Exercise task 1:
Answer these questions using the DataOpsSuite deployment notes:
(a) What core count, memory, and storage does the Postgres RDS instance need?
(b) What name should the secret holding the Postgres RDS password have?
(c) What access must the S3 bucket policy allow?
Exercise task 2: Extend the DataOpsSuite deployment notes, starting after their final line.

Source document:
::::
DataOpsSuite Deployment

In Account A we have to deploy AWS Postgres RDS and EKS to deploy DataOpsServer

In Account B we have to deploy EMR as a DataOpsEngine


Account A requirements

1.AWS Postgres RDS with 4 core 16Gb instance with 100GB autoscaling storage

2.EKS Cluster

  1. Require node pool with 1 node with configuration m6i.2xlarge and label app: dataopsserver
  2. Create datagaps name space
  3. PVC (name datagapspvc)with efs file system
  4. Create role in Account A which has assume role capability to Account B's role
  5. Create service account with name datagaps in datagaps namespace
  6. Create role and role bindings in datagaps namespace in eks cluster. check the attached file role&rolebinding.yaml.
  7. Create a secret with the name db-pwd which has postgres rds password 
  8. kubectl –n datagaps create secret generic db-pwd --from-literal=DB_PASSWORD=<db password>
  9. Annotate datagaps service account with role in account A 
  10. .kubectl annotate serviceaccount datagaps --n datagaps eks.amazonaws.com/role-arn: arn:aws:iam::<accountnumber>:role/<rolename>
  11. deploy dataopsserver.yaml after updating the Environment variables

3.S3 Bucket

  1. add a bucket policy to allow access to Account B
  2. copy required EMR files into the bucket from the link https://datagaps.s3.amazonaws.com/dataops-suite/DataOpsEMR_v2024.4.0.0.zip 
  3. update the first three lines of the file which is in jars/files/datagaps.properties with the content from server datagaps.properties. /opt/datagaps/DataOpsServer/conf/datagaps.properties.
::::
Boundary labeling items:
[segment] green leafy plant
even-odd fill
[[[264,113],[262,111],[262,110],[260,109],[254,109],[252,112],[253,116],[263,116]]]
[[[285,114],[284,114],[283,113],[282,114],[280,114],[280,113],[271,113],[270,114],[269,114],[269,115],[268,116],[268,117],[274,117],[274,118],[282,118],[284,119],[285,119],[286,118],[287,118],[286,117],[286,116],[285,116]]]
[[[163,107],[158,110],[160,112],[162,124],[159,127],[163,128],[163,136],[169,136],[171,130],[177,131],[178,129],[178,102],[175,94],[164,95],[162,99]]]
::::
Written response 1:
(a) 4 cores, 16Gb, and 100GB autoscaling storage
(b) db-pwd
(c) Access to Account B

Written response 2:
  4. update cloudformation yaml with required subnets,keypair,instance type,roles and bucketname. take updated yaml file from the attached file  emr-imdsv2_enforced.yaml


Account B


1. create a role to manage  cloudformation stack and EMR and also need to give access to the S3 bucket in Account A and to be assumed by role in Account A(please check AccountBpolicy.json)